Written task: Repeat every record below exactly as written.

-- BEGIN --

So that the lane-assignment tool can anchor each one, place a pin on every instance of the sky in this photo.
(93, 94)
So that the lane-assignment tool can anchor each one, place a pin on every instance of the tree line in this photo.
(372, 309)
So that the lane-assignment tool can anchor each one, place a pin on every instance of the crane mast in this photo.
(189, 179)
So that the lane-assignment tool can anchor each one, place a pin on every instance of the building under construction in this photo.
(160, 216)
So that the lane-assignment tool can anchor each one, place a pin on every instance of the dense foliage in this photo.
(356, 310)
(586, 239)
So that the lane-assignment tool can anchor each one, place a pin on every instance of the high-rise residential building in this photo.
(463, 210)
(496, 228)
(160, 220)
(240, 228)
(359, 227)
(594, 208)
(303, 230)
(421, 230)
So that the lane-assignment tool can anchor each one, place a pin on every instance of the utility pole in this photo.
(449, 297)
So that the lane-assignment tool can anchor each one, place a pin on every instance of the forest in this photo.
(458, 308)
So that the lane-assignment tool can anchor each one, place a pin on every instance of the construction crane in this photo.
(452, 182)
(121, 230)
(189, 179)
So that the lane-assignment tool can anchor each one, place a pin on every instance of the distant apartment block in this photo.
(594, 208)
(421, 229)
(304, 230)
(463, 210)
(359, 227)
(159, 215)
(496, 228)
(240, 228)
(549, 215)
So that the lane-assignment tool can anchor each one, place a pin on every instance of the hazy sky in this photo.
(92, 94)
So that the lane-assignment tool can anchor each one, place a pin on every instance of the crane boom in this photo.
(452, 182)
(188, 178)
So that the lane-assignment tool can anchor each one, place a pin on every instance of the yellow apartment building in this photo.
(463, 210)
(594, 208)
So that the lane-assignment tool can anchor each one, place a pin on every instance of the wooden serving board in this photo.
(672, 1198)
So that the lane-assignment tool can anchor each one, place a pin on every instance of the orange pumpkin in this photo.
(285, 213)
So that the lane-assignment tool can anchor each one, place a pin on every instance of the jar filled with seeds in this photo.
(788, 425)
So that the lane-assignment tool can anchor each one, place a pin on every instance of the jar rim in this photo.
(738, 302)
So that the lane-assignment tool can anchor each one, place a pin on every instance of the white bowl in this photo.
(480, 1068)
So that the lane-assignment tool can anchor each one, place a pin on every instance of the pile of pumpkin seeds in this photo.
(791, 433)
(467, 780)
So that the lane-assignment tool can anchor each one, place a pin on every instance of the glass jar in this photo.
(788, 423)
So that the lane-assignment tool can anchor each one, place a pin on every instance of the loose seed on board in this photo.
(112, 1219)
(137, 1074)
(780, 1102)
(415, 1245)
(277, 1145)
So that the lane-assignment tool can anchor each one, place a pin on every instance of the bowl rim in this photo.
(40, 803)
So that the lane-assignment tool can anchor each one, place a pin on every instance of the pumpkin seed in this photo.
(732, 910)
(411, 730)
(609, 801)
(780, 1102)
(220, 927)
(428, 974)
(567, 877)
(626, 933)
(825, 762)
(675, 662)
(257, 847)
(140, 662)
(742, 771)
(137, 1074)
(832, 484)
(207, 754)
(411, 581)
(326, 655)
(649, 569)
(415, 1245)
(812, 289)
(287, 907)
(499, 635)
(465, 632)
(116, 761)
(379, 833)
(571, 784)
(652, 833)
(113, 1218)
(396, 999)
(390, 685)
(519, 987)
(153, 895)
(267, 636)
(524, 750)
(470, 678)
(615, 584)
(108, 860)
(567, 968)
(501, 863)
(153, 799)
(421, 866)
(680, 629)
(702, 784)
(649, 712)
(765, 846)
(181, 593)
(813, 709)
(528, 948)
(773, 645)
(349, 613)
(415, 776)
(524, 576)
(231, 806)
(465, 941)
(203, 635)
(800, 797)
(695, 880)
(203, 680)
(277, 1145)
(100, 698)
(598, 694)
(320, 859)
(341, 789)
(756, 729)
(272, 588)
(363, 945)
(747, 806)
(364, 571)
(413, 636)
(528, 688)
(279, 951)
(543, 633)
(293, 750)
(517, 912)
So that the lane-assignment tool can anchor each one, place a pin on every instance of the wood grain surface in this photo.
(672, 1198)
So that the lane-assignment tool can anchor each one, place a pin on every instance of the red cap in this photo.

-- END --

Answer to the task:
So that the lane-assignment tool can anchor each one, place a pin on every instance of the sky in this photo.
(93, 94)
So that the lane-assignment tool can anchor each one, place a pin on every instance of the tree line in this photo.
(372, 309)
So that the lane-assignment tool can anchor each one, place a pin on every instance of the crane mast in this photo.
(189, 179)
So that the lane-assignment tool can anchor each one, place a pin on every instance of the building under construction in this photo.
(160, 216)
So that the lane-assignment tool can anchor each one, place a pin on every instance of the dense foliage in this photo.
(356, 310)
(586, 239)
So that the lane-assignment tool can anchor each one, place a pin on every instance of the high-rise residential building in this photo.
(463, 210)
(496, 228)
(160, 220)
(240, 228)
(359, 227)
(594, 208)
(303, 230)
(421, 230)
So that the lane-assignment tool can anchor each one, place a pin on every instance of the utility pole in this photo.
(449, 297)
So that the lane-assignment tool can anchor each one, place a pin on every instance of the forest in this photo.
(458, 308)
So that the lane-assignment tool can anchor each one, place a pin on every instance of the construction crane in this photo.
(452, 182)
(121, 230)
(189, 179)
So that the lane-assignment tool can anchor each one, place a pin on every instance of the distant apartment block in this photo.
(594, 208)
(421, 229)
(304, 230)
(463, 210)
(359, 227)
(159, 215)
(496, 228)
(240, 228)
(549, 215)
So that the lane-assignment tool can anchor each one, place a pin on every instance of the hazy sky in this photo.
(92, 94)
So that the lane-assignment tool can anchor each one, place a pin on every instance of the crane boom in this photo.
(452, 182)
(188, 178)
So that the lane-assignment tool can anchor each one, place a pin on every instance of the yellow apartment building in this photo.
(463, 210)
(594, 208)
So that the lane-assignment tool can anchor each one, place a pin on every instance of the wooden serving board in this photo.
(672, 1198)
So that the lane-assignment tool can anchor each one, place a pin on every instance of the orange pumpkin in this photo.
(285, 213)
So that the lane-assignment tool can anchor each one, place a pin on every instance of the jar filled with seeds in this photo.
(788, 425)
So that the lane-assignment tool can anchor each one, place a pin on every instance of the jar rim in this photo.
(738, 302)
So that the lane-assignment tool can anchor each one, place a pin on every instance of the white bowl in this photo.
(480, 1068)
So that the lane-assignment tool can anchor each one, place a pin on every instance of the pile of pumpkin seeds in this photo.
(791, 433)
(467, 780)
So that the lane-assignment tool can anchor each one, place a pin on every instance of the glass jar in this photo.
(788, 423)
So that the lane-assignment tool can anchor each one, place a pin on every instance of the loose seed on board in this photo.
(112, 1219)
(137, 1074)
(780, 1102)
(415, 1245)
(277, 1145)
So that the lane-assignment tool can anchor each one, place a pin on every instance of the bowl rim in this photo.
(40, 803)
So that the lane-assignment tool can anchor each one, place a pin on every instance of the pumpkin seed in this photo.
(732, 910)
(411, 730)
(609, 801)
(780, 1102)
(220, 927)
(428, 974)
(567, 877)
(626, 933)
(825, 762)
(675, 662)
(257, 847)
(140, 662)
(742, 771)
(137, 1074)
(832, 484)
(207, 754)
(411, 581)
(326, 655)
(649, 569)
(415, 1245)
(812, 289)
(287, 907)
(499, 635)
(465, 632)
(116, 761)
(379, 833)
(571, 784)
(652, 833)
(113, 1218)
(396, 999)
(390, 685)
(519, 987)
(153, 895)
(267, 636)
(524, 750)
(470, 678)
(615, 584)
(108, 860)
(567, 968)
(501, 863)
(153, 799)
(421, 866)
(680, 629)
(702, 784)
(649, 712)
(765, 846)
(181, 593)
(813, 709)
(528, 948)
(773, 645)
(349, 613)
(415, 776)
(524, 576)
(231, 806)
(465, 941)
(203, 635)
(800, 797)
(695, 880)
(203, 680)
(277, 1145)
(100, 698)
(598, 694)
(320, 859)
(341, 789)
(756, 729)
(272, 588)
(363, 945)
(747, 806)
(364, 571)
(413, 636)
(528, 688)
(279, 951)
(543, 633)
(293, 750)
(517, 912)
So that the lane-assignment tool can anchor each one, place a pin on every instance of the wood grain surface in this photo.
(672, 1198)
So that the lane-assignment tool can anchor each one, place a pin on every instance of the red cap in this photo.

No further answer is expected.